> [Aim of the exercise]:
Reproduce verbatim the portion of the badminton report from "In her seventh" to "lasted 72 minutes.".

> [Provided text]:
* * * * * * *

Saina Nehwal Enters World Badminton Semis For First Time; Assured of a Bronze

DoThe Best
By DoThe Best August 15, 2015 15:26

Saina Nehwal Enters World Badminton Semis For First Time; Assured of a Bronze

In her seventh world championship quarterfinal appearance, Saina Nehwal got a huge monkey off her back. The second seeded Saina defeated sixth seed Wang Yihan of China 21-15, 19-21, 21-19 to make the semifinals for the first time in her career. Saina is assured of a bronze medal.

In the final match on Friday evening in a packed stadium at Jakarta, Saina showed tremendous grit and application to defeat a Chinese rival that had a 9-2 win-loss record going into the world championship quarterfinals. The match lasted 72 minutes.

Saina will clash with local girl Lindaweni Fanetri in the semis on Saturday. Lindaweni created a flutter earlier on Friday when she stunned No. 4 seed Tai Tzu Ying of Chinese Taipei 14-21, 22-10, 21-12. The other semifinal will feature world champion and No. 1 seed Carolina Marin of Spain and Korea’s No. 8 seed Sung Ji Hyun, who defeated PV Sindhu in a gruelling three-game match that lasted 82 minutes.

* * * * * * *

> [Raw data]:
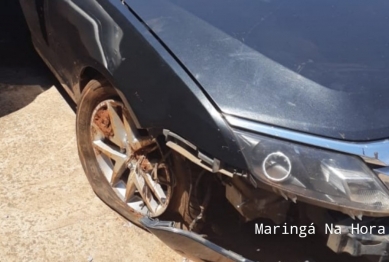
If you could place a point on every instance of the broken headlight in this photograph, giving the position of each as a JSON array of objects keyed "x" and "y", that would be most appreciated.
[{"x": 330, "y": 179}]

* * * * * * *

> [Result below]:
In her seventh world championship quarterfinal appearance, Saina Nehwal got a huge monkey off her back. The second seeded Saina defeated sixth seed Wang Yihan of China 21-15, 19-21, 21-19 to make the semifinals for the first time in her career. Saina is assured of a bronze medal.

In the final match on Friday evening in a packed stadium at Jakarta, Saina showed tremendous grit and application to defeat a Chinese rival that had a 9-2 win-loss record going into the world championship quarterfinals. The match lasted 72 minutes.